* Excerpt
>> begin

AMP Limited has reported a net profit of A$884 million for the full year to 31 December 2014[1], up 32 per cent on A$672 million reported for FY 13.

Underlying profit[2] was A$1,045 million compared with A$849 million for FY 13, up 23 per cent year on year, driven by double digit growth in operating earnings across all contemporary businesses.
 
The Board has declared a 17 per cent increase to the final dividend to 13.5 cents per share compared with 11.5 cents per share for the 2013 final dividend.  This represents a FY 14 payout ratio of 74 per cent of underlying profit and is within AMP’s target range of paying 70 to 80 per cent of underlying profit.
 
Chief Executive Craig Meller said: “An increase of 23 per cent in underlying profit reflects a strong result in our domestic franchises of wealth and investment management, targeted offshore expansion and improving performance in our wealth protection business.

>> end

* Location identification entries
>> begin

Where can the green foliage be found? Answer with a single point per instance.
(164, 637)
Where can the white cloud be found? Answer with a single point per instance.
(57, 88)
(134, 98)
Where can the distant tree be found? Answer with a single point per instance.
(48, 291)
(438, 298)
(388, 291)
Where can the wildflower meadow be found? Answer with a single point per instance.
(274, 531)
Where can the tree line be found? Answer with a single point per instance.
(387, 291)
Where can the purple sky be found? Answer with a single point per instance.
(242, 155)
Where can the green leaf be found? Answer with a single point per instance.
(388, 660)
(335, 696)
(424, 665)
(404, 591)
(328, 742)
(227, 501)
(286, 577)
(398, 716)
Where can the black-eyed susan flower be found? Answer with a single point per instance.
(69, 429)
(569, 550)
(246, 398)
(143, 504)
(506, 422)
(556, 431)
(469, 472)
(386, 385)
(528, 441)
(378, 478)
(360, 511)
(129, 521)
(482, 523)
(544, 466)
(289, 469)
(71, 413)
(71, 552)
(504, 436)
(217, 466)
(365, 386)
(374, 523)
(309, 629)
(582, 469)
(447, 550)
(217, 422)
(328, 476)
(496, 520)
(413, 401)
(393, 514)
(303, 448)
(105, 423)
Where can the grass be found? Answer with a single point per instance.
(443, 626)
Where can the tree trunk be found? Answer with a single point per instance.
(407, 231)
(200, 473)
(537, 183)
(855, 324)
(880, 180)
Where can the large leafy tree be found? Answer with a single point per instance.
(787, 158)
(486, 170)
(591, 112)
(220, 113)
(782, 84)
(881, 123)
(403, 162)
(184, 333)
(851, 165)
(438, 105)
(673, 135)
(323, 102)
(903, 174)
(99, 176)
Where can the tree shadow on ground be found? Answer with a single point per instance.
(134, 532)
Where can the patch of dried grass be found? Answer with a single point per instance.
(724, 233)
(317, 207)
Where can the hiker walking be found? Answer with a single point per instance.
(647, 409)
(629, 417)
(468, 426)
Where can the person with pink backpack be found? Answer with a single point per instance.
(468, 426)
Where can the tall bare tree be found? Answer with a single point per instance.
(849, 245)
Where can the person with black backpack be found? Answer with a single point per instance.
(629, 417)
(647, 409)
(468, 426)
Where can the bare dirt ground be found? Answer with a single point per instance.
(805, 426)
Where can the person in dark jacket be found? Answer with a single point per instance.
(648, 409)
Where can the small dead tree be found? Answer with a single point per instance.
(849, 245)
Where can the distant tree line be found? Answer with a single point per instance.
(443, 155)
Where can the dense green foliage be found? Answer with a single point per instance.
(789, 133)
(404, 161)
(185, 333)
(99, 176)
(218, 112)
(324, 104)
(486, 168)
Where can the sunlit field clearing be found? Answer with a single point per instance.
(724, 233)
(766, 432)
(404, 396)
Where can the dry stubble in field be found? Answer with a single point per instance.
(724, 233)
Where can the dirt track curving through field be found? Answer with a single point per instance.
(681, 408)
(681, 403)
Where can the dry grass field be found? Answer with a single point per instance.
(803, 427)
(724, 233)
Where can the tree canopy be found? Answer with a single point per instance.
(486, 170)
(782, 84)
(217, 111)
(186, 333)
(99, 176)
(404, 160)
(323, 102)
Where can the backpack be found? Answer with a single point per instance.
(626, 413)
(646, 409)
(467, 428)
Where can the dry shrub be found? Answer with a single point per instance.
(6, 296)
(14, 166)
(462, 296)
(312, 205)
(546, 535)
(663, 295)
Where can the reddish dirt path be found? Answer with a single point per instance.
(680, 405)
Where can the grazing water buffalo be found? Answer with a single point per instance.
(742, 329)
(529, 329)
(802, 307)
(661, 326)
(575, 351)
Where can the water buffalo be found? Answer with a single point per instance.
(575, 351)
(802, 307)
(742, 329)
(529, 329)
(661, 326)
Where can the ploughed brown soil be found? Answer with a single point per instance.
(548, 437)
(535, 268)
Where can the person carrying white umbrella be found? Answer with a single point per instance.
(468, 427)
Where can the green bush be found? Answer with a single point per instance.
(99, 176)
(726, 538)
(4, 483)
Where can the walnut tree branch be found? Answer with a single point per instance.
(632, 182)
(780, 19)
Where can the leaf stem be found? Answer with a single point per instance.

>> end

* Exercise brief
Echo the portion of the AMP results text that begins with the words containing "The Board has" and ends with "of underlying profit.". Rely only on the text about AMP's results.

* Correct result
The Board has declared a 17 per cent increase to the final dividend to 13.5 cents per share compared with 11.5 cents per share for the 2013 final dividend.  This represents a FY 14 payout ratio of 74 per cent of underlying profit and is within AMP’s target range of paying 70 to 80 per cent of underlying profit.